**TASKS TO PERFORM:**
1. Answer these questions from the passage on the ETC in tumor-associated macrophages:
(a) Which stromal components does it list as taking part in crosstalk with macrophages?
(b) Which four macrophage populations does it name in parentheses as examples of TAM diversity?
(c) Why did the first clinical trials of Complex I inhibition fail?
2. Transcribe the passage on the ETC in tumor-associated macrophages, starting at "The findings summarized" and ending at "and immune surveillance.".
3. According to the passage on the ETC in tumor-associated macrophages, why must the specificity and side effects of ETC blockers be systematically evaluated?

The findings summarized here demonstrate that the ETC is a critical regulator of TAM functionality. Remodelling of individual respiratory complexes can promote pro-tumoral phenotypes, reprogram macrophage activation states, and restrain anti-inflammatory responses in a context-dependent manner (Figure 3). These alterations have downstream consequences on key TAM functions, including antigen presentation, migration, phagocytosis, and the recruitment and activation of adaptive immune cells. In addition, ETC-dependent rewiring influences macrophage crosstalk with stromal components—such as pericytes, fibroblasts, and endothelial cells—and contributes to the restructuring of the tumor microenvironment through the release of cytokines, chemokines, and metabolites. Ultimately, these processes determine the balance between tumor cell engraftment and immune surveillance.
The study of the electron transport chain in TAMs and its contribution to cancer progression has slowly advanced over the past decade due to critical challenges. Firstly, the investigation of the bioenergetic machinery in mitochondria remains technically demanding, as redox cofactors are usually difficult to quantify in a reliable way and ROS rapidly interconvert in multiple reactive derivatives to increase their stability, thus hindering accurate measurements. Secondly, the complexity of the TME makes the isolation of TAMs and the analysis of their crosstalk with cancer cells and other immune cells extremely problematic, as cellular interactions evolve over time and in response to therapy-induced perturbations. Thirdly, the context-dependent and highly plastic nature of macrophage further hampers the comparison of ETC-related findings across experimental models and disease settings.
In light of these limitations in the current literature, several fundamental questions arise about the respiratory profile of macrophages when in tumoral context, given that TAMs are described as phenotypically and functionally diverse (SPP1+, TREM2+, FOLR2+, IL-1β+ macrophages) in different type and stages of cancer disease (primary tumor/metastasis; naive patients/treated patients). Does the activity of the ETC correlate with prognosis or response to therapy? What are the defining differences in mitochondrial respiration between TAMs and tissue-resident macrophages? Despite their distinct ontogeny, these macrophage populations share overlapping effector functions and can both contribute to tumor establishment or eradication in specific organs, attempting to preserve tissue homeostasis.
ETC-dependent reprogramming of TAMs or Chimeric Antigen Receptor (CAR)-M cell engineering through mitochondria functionality (as it is now being shown with cytokine-armed CAR-T cells (34)) could represent a promising therapeutic strategy, albeit with several challenges. For instance, Complex I inhibition in mice has been proven beneficial against melanoma progression but its effects are impacting both tumoral and immune cells (35). Numerous studies involving the inhibition of Complex I activity and ROS generation in cancer cells have demonstrated its therapeutic potential in primary tumor (36) and cancer metastasis (37, 38), but failed in first clinical trials due to high toxicity (34). Therefore, the specificity and side effects of ETC blockers must be systematically evaluated - a process that will likely shape future research in this area over the next decade.

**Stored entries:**

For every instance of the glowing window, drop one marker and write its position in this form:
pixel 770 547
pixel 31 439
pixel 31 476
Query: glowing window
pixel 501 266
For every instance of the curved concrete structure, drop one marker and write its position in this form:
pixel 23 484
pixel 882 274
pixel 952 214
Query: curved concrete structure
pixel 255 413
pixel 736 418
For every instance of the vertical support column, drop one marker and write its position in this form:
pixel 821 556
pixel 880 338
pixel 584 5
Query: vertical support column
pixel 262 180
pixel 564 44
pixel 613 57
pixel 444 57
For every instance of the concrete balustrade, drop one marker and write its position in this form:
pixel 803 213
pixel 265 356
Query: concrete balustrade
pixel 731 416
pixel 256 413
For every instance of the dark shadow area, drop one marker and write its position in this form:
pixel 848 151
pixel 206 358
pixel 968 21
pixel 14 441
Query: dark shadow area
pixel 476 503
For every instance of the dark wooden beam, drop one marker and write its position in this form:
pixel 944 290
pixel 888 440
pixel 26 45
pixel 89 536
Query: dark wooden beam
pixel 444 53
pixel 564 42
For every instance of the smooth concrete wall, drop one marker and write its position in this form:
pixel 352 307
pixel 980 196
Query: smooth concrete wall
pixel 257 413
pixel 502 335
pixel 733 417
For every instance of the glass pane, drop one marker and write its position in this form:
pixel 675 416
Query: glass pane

**RESPONSES IN ORDER:**
1.
(a) Pericytes, fibroblasts, and endothelial cells.
(b) SPP1+, TREM2+, FOLR2+, and IL-1β+ macrophages.
(c) They failed because of high toxicity.

2.
The findings summarized here demonstrate that the ETC is a critical regulator of TAM functionality. Remodelling of individual respiratory complexes can promote pro-tumoral phenotypes, reprogram macrophage activation states, and restrain anti-inflammatory responses in a context-dependent manner (Figure 3). These alterations have downstream consequences on key TAM functions, including antigen presentation, migration, phagocytosis, and the recruitment and activation of adaptive immune cells. In addition, ETC-dependent rewiring influences macrophage crosstalk with stromal components—such as pericytes, fibroblasts, and endothelial cells—and contributes to the restructuring of the tumor microenvironment through the release of cytokines, chemokines, and metabolites. Ultimately, these processes determine the balance between tumor cell engraftment and immune surveillance.

3. Complex I inhibition in mice helped against melanoma, but its effects reached both tumoral and immune cells. Studies of Complex I inhibition in cancer cells also showed therapeutic potential, yet the first clinical trials failed because of high toxicity.